+++ TEXT EXCERPT +++

In the summer of 1961, the German Democratic Republic (GDR) makes the decision to erect a wall in the city of Berlin that would separate the East from the West. A statement issued by the Council of Ministers of the German Democratic Republic informs the GDR citizens of the decision. In the statement, the council lists several reasons for the construction of the wall. Most of the reasons point to the West as a militaristic threat to the GDR and a threat to the Eastern bloc nations in general,
The preservation of peace calls for putting a stop to the activities of West German revanchists and militarists and opening the path for the securing of peace and the rebirth of Germany as a peace-loving, anti-imperialist, neutral state through the conclusion of a German peace treaty. (GDR Council of Ministers, 1)
The GDR officials claimed that they were building the wall in order to protect the people in the East from the aggressive and militaristic West. It was hardly the case. As Corey Ross states in his article, ‘East Germans and the Berlin Wall’
The fact that kampfgruppen stood with their backs to the Brandenburg Gate and weapons pointing eastward led to immediate comparisons with a jail or concentration camp, and conspicuously belied the official explanation that the border closure was aimed at an impending invasion by the ‘capitalist imperialists’.” (Ross 33)

+++

EXERCISE INSTRUCTIONS: For each statement, say yes or no to whether it agrees with the text on the Berlin Wall, and quote the words of the text that decide it: (a) The GDR decided in the summer of 1961 to build a wall in Berlin. (b) The Council of Ministers gave only one reason for building the wall. (c) The kampfgruppen stood with their weapons pointing westward.

+++ EXTRACTED RECORDS +++

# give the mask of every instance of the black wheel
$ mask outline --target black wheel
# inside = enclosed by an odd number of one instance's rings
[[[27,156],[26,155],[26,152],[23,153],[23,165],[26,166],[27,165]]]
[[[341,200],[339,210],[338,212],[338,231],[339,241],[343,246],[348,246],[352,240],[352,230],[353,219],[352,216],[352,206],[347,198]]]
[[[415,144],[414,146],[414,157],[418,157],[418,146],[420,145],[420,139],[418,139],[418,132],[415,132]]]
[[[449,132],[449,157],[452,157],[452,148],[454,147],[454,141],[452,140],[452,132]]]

+++

FULL OUTPUT:
(a) Yes: "In the summer of 1961, the German Democratic Republic (GDR) makes the decision to erect a wall in the city of Berlin"
(b) No: "the council lists several reasons for the construction of the wall"
(c) No: "kampfgruppen stood with their backs to the Brandenburg Gate and weapons pointing eastward"